TEXT SECTION
--- start ---
Finally, I'm pleased to report that our accounting ERP software upgrade we announced last year successfully went live July 1. This implementation will help drive additional back office efficiency and provide the necessary corporate infrastructure to support future growth. I'm proud of all that our team has accomplished in delivering this project on time and on budget. With that, I'll turn it over to Amanda to wrap up.

Speaker 3

Thanks, Steve. In closing, I again want to thank our dedicated team. We are operating extremely well and are consistently delivering on our goals. We've paired our long term underlying revenue growth from our contracted customers with margins that we've demonstrated have structurally and sustainably recovered. We've become more efficient, better leveraging our asset footprint and driving a significant decrease in capital spending, while still supporting our customers' growth.

Speaker 3

The result is increased cash generation, which paired with our strong balance sheet gives us significant optionality for future high return organic growth and strategic inorganic opportunities while continuing to increase our returns to shareholders. With that, we will take questions.

Operator

Thank Our first question is from John McKay with Goldman Sachs. Please proceed.

Speaker 5

Hey, good morning. Thanks all for the time. I wanted to start on the Permian and maybe just your view on kind of growth into the back half and as we get into 'twenty five. We've heard a couple of different narratives this earnings season on Delaware pace versus Midland pace, improving producer efficiencies, etcetera. Would just be curious to your view and then maybe how that compares to what you're looking at the beginning of the year?

Speaker 5

Thanks.

Speaker 3

Thanks, John. The Permian continues to produce particularly in the Northern Delaware as we predicted and forecast earlier this year. If you look at who our customers are and how they articulate to the Street what they're going to do, we have just seen steady performance and we continue to see steady performance through year end. David, would you like to take that further?
--- end ---
EXERCISES
[1] Transcribe the earnings call excerpt from "The result is" up to and including "will take questions.".
[2] In the earnings call excerpt, on what date did the accounting ERP software upgrade go live?
The items are separate material, unconnected to the earnings call excerpt.

Image object location items:
--- start ---
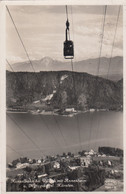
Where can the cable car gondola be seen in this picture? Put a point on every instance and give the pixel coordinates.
(68, 45)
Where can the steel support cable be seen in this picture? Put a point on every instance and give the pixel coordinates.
(56, 121)
(113, 41)
(98, 68)
(115, 31)
(68, 20)
(66, 12)
(20, 38)
(14, 72)
(14, 150)
(28, 137)
(75, 96)
(26, 53)
(72, 66)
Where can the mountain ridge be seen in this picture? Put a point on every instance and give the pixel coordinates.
(89, 65)
(50, 90)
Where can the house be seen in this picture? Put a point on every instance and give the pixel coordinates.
(56, 165)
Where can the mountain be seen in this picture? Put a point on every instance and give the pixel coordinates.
(61, 89)
(89, 66)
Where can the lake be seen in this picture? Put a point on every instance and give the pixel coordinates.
(36, 135)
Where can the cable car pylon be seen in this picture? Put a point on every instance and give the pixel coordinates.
(68, 44)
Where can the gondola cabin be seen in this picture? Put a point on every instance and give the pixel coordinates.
(68, 49)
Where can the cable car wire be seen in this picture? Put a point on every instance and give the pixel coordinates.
(74, 90)
(113, 41)
(20, 38)
(14, 150)
(98, 68)
(30, 63)
(110, 60)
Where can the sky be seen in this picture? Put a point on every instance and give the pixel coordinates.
(42, 29)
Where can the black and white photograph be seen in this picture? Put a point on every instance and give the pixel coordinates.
(64, 98)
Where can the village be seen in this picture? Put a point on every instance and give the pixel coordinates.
(86, 171)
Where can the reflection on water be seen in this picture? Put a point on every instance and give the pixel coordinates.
(58, 134)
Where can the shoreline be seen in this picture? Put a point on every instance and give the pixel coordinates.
(67, 114)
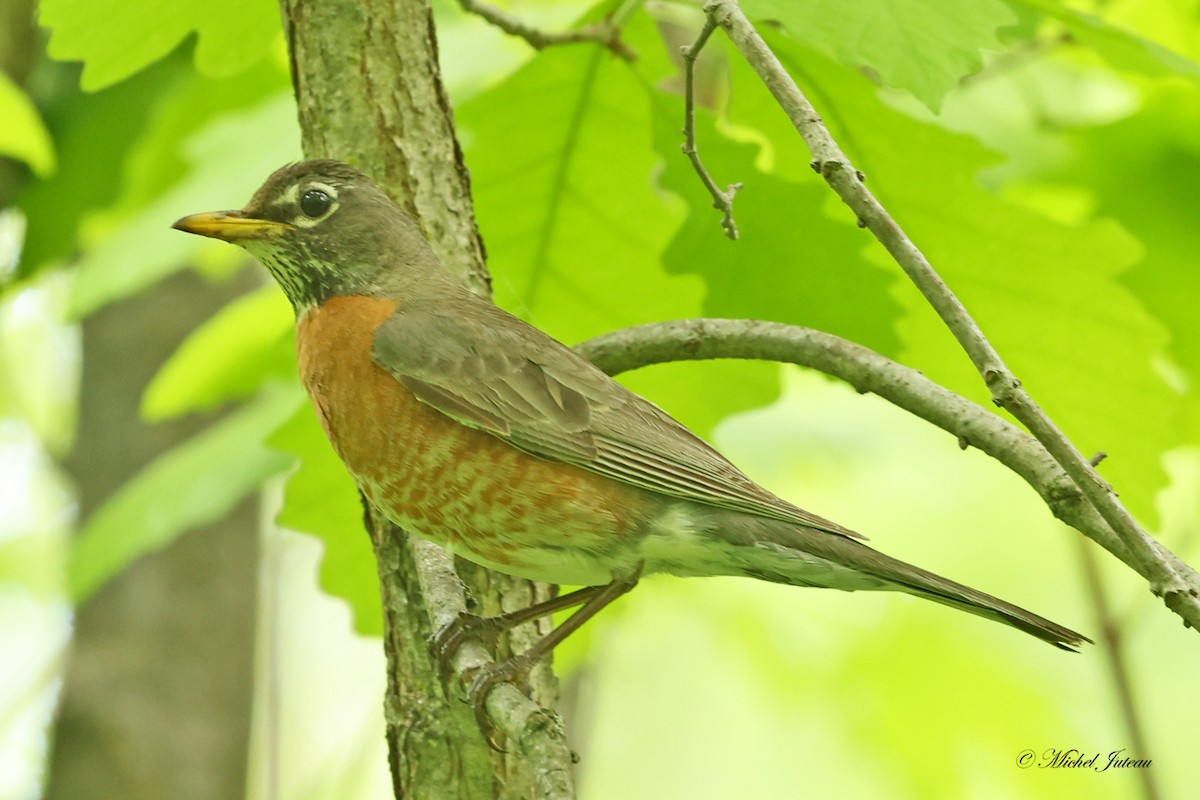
--- end ---
PER-TASK ANSWERS
[1]
The result is increased cash generation, which paired with our strong balance sheet gives us significant optionality for future high return organic growth and strategic inorganic opportunities while continuing to increase our returns to shareholders. With that, we will take questions.

[2] July 1